The problem:
Reproduce every line of the material below without changing anything.

━━━ Available data ━━━

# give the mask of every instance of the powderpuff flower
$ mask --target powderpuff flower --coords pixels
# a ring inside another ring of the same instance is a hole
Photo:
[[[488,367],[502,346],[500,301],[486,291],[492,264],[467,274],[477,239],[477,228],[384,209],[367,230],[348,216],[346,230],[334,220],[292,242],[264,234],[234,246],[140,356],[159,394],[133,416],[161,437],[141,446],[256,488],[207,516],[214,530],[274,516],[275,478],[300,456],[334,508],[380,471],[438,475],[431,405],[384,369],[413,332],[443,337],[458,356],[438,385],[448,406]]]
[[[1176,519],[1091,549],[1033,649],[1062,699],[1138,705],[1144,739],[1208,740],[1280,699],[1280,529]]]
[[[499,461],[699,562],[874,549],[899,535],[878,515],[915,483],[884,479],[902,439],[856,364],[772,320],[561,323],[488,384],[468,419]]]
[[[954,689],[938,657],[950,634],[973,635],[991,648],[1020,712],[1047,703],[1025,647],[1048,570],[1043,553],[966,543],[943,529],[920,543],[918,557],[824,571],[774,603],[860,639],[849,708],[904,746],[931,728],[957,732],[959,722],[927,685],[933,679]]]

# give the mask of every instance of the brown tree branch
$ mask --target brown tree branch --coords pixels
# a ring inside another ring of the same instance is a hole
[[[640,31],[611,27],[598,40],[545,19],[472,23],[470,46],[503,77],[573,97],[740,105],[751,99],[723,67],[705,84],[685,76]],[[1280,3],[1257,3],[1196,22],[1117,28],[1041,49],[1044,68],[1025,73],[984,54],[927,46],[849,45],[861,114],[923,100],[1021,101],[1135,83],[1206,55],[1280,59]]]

━━━

Task output:
# give the mask of every instance of the powderpuff flower
$ mask --target powderpuff flower --coords pixels
# a ring inside another ring of the same instance is a hole
Photo:
[[[488,367],[502,346],[500,301],[486,291],[492,264],[467,274],[477,239],[477,228],[384,209],[367,230],[348,216],[346,230],[334,220],[292,242],[264,234],[234,246],[140,356],[159,394],[133,416],[161,437],[141,446],[256,488],[207,516],[214,530],[274,516],[275,478],[300,456],[334,508],[380,471],[438,475],[431,405],[384,369],[413,332],[443,337],[458,356],[438,385],[448,406]]]
[[[1176,519],[1091,549],[1033,649],[1062,699],[1138,705],[1144,739],[1208,740],[1280,699],[1280,529]]]
[[[499,461],[699,562],[874,549],[899,535],[878,515],[915,483],[884,479],[902,439],[856,364],[772,320],[561,323],[488,384],[468,419]]]
[[[954,689],[938,657],[950,634],[973,635],[991,648],[1020,712],[1047,703],[1025,647],[1048,570],[1043,553],[966,543],[943,529],[920,543],[918,557],[824,571],[774,603],[860,639],[849,708],[904,746],[931,728],[957,732],[959,722],[927,685],[933,679]]]

# give the mask of every instance of the brown tree branch
$ mask --target brown tree branch --coords pixels
# a ring inside another ring of the same instance is a hole
[[[640,31],[611,27],[598,40],[545,19],[472,23],[470,46],[503,77],[573,97],[740,105],[751,99],[723,67],[705,84],[685,76]],[[1280,3],[1257,3],[1196,22],[1117,28],[1041,49],[1044,68],[1025,73],[984,54],[927,46],[849,45],[861,114],[923,100],[1021,101],[1135,83],[1206,55],[1280,59]]]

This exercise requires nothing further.